* _COMPITI DA SVOLGERE_:
A. Secondo il testo sull'allenamento per la corsa di fondo, con quale frequenza minima l'allenamento deve includere la corsa con variazioni di ritmo?
B. Riprendi il testo sull'allenamento per la corsa di fondo subito dopo l'ultima frase.

* _TESTO DEL DOCUMENTO_:
Una seduta d’allenamento verrà dedicata al fondo medio o progressivo corso ad un ritmo che più ò meno coinciderà con quello che il corridore è in grado di tenere nel corso di una maratona (sollecitazione del reclutamento muscolare ed incremento della potenza lipidica)   ed almeno ogni quindici giorni l’allenamento dovrà prevedere la corsa con variazioni di ritmo di 1’ o 2’ al fine di evitare che si verifichi uno scadimento dell’azione di corsa. E’ senz’altro una buona abitudine terminare la seduta di corsa lenta con una serie di allunghi non impegnati.
Sarà indispensabile dare maggiore spazio al lavoro di stretching. Il prolungato impegno muscolare ad andature blande determina una sensibile perdita della flessibilità muscolare con conseguente riduzione della capacità lavorativa del muscolo a cui si accompagna il rischio d’infortuni.

La fase della forza- resistenza

La seconda fase della preparazione dovrà prevedere  un incremento dei carichi sia dal punto di visto quantitativo che qualitativo. L’atleta che ha completato la prima fase, ed ha quindi visto migliorare le sue capacità di resistenza,  non incontrerà grosse difficoltà nell’affrontare i lavori previsti dal programma.
I cambiamenti biomeccanici che l’allenamento determinerà  incrementeranno in misura maggiore le sue capacità prestative ed i tanti  chilometri non rappresenteranno più un problema.
Nel programma è prevista anche  la partecipazione a gare domenicali di 20 e più chilometri, mentre l’atleta che si prepara per le gare skyrunning avrà la possibilità di verificare la propria condizione e, allo stesso tempo, migliorarla correndo qualche gara di corsa in montagna o skyrace.

* _RECORD FORNITI_:
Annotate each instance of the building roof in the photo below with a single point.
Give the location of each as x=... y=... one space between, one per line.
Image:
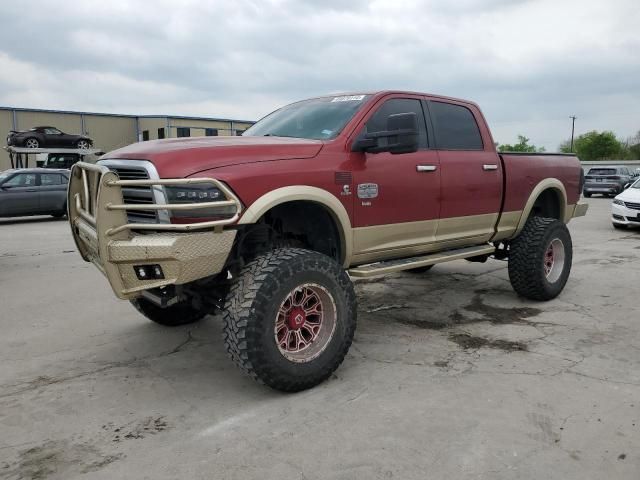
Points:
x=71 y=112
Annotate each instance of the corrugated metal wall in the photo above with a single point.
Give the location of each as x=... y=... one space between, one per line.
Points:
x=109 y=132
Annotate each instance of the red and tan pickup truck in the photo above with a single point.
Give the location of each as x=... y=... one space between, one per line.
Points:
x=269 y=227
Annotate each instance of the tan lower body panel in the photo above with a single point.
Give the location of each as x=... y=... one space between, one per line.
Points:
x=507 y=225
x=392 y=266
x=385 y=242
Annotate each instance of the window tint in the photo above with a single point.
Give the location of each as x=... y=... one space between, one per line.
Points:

* _IN RISPOSTA_:
A. Almeno ogni quindici giorni.

B.
La scelta dei percorsi su cui effettuare la maggior parte delle sedute cadrà sui tracciati che presentano continui saliscendi. In particolare, lo skyrunner dovrà privilegiare i tracciati montagnosi le cui caratteristiche si avvicinano a quelle delle gare da affrontare. 
I  tratti più impegnativi andranno corsi monitorando con estrema attenzione la sforzo cardiaco; il corridore dovrà imparare a mantenere sempre bassa la spesa energetica della sua corsa anche quando affronta una salita. Non basta il tratto in discesa a compensare quanto si è speso in più nel tratto impegnativo.
A differenza di quanto normalmente viene suggerito nella settimana in cui è in programma  una  gara, non sono indicati nel piano d’allenamento i classici lavori di scarico. L’obiettivo è quello di abituare il corridore  a gareggiare in condizioni di lieve affaticamento a livello organico e muscolare in modo da  ricreare in parte le situazioni che incontrerà nell’affrontare una gara di trail running adventure.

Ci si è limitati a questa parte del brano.